● **Task details**
Find the string "floor" in the records. Copy each line that has it.

● **Records for processing**
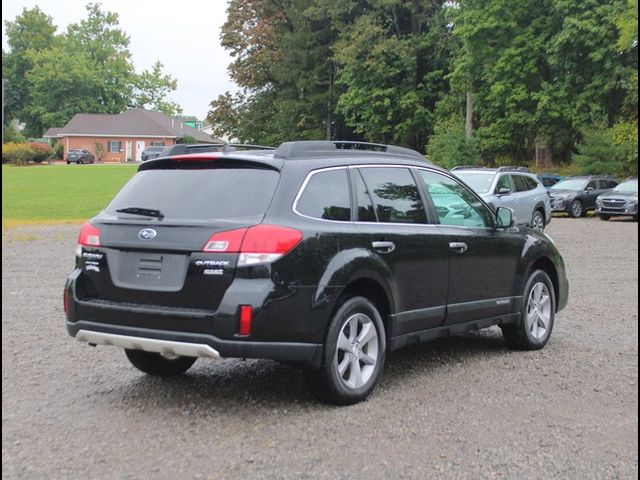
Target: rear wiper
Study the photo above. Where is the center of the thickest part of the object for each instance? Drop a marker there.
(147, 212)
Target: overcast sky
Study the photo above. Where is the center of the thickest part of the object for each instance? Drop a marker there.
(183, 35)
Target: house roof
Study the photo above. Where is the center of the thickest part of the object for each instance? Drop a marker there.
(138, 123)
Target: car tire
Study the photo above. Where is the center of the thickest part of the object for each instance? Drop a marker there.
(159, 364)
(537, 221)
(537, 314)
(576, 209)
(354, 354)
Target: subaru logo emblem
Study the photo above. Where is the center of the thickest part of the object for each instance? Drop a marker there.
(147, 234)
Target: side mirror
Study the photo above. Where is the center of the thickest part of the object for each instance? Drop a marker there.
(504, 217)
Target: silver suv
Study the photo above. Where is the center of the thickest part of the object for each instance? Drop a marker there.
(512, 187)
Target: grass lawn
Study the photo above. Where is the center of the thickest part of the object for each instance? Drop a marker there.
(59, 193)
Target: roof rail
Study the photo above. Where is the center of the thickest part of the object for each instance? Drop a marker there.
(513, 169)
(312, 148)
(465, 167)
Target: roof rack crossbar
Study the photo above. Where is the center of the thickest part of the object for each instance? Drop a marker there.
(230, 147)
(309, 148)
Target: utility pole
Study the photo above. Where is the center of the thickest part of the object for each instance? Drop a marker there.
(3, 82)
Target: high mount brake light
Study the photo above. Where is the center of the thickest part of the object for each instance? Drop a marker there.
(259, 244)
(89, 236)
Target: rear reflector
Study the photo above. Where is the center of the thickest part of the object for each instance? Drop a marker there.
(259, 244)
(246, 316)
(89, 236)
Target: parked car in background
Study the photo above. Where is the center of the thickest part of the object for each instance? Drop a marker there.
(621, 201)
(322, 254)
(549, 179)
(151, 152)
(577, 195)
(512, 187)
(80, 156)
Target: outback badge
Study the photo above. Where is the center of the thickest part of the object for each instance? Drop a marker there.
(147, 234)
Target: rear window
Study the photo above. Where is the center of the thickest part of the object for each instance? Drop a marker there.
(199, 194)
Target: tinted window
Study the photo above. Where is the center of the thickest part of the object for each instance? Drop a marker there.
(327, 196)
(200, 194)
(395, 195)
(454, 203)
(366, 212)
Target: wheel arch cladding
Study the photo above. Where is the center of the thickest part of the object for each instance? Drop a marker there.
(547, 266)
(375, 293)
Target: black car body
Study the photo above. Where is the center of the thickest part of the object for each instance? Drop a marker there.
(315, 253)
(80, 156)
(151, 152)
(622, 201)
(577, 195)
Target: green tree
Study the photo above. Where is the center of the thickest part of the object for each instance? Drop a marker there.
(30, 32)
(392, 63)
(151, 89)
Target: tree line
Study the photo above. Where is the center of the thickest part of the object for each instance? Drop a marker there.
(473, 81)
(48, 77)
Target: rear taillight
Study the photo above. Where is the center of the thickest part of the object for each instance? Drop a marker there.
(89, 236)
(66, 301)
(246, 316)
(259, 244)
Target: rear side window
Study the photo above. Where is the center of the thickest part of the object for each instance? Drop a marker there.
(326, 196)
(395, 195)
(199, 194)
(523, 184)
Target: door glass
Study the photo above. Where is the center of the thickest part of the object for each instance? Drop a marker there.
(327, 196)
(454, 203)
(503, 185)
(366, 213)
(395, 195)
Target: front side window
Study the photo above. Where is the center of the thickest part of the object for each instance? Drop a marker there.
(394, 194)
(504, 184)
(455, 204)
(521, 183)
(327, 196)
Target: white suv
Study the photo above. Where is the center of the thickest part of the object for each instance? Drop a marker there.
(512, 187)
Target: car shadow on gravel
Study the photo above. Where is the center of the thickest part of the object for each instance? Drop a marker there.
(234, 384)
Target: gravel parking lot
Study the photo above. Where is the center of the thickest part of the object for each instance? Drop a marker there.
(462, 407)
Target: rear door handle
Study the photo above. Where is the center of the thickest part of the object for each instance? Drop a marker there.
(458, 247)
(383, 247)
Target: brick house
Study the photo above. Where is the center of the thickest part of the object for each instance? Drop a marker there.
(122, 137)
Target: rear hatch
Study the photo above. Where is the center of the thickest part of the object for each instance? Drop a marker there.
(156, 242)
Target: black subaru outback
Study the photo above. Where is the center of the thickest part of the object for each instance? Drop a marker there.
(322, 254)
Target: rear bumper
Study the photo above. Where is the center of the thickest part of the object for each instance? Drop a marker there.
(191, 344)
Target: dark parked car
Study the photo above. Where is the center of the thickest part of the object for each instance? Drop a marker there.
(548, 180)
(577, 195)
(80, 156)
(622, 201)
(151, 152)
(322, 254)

==

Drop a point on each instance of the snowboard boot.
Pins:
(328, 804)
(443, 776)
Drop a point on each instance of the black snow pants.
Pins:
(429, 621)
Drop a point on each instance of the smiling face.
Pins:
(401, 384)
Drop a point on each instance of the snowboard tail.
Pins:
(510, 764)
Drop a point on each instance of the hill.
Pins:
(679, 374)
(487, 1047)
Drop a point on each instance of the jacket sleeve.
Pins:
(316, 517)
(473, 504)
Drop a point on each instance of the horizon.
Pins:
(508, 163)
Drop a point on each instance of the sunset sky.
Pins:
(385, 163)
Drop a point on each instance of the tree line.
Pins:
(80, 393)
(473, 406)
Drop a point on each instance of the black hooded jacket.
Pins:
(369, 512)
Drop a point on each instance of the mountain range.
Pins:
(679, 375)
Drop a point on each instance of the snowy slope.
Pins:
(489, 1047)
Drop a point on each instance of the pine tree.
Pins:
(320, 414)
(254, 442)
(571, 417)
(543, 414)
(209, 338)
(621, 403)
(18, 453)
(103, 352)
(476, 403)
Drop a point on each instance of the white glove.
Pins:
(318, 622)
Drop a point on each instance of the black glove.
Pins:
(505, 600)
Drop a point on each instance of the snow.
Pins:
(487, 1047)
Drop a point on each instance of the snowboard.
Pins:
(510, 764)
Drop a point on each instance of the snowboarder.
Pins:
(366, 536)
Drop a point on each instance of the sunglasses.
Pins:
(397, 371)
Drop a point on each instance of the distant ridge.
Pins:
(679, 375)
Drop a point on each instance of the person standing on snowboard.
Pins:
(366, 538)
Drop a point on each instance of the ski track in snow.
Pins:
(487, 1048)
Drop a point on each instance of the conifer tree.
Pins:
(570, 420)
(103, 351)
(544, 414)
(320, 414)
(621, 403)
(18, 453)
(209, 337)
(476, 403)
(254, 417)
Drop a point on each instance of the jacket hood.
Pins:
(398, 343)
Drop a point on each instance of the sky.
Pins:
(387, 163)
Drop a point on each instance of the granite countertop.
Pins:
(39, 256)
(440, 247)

--

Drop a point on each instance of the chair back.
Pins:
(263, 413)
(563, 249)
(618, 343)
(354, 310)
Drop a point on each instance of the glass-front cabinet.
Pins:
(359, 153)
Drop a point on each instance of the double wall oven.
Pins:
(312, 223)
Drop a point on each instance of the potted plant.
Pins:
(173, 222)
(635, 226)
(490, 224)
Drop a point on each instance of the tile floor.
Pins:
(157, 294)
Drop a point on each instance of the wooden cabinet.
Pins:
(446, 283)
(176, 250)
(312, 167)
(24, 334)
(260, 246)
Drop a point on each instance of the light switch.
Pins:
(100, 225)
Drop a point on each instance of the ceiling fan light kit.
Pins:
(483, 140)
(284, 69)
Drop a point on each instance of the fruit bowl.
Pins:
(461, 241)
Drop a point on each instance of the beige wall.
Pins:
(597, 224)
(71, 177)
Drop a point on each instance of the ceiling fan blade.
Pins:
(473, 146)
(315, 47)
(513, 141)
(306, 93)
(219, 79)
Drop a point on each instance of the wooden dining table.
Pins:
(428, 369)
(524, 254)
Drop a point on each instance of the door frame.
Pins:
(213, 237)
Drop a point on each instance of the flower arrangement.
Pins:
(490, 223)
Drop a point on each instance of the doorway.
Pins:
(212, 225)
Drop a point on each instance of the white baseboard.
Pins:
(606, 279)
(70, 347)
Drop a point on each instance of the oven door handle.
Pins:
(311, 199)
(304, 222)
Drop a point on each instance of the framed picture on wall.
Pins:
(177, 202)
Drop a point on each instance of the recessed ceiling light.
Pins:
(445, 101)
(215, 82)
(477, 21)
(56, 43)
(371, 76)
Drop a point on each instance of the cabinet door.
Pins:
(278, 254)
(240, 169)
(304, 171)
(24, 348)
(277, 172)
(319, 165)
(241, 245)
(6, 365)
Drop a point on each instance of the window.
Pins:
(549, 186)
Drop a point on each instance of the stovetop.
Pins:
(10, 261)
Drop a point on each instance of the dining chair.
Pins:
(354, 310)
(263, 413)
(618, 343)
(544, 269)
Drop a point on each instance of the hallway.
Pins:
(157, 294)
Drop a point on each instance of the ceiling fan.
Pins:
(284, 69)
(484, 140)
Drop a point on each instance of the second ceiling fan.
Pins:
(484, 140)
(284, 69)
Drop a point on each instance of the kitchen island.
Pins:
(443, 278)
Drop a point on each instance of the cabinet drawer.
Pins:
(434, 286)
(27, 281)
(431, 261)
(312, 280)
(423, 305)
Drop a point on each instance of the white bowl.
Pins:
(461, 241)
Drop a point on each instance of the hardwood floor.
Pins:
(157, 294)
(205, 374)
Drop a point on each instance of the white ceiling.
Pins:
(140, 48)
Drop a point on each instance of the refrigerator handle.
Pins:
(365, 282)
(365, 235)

● **Answer to this problem**
Drop a point on each instance of the tile floor.
Drop a point on each instance of the hardwood floor.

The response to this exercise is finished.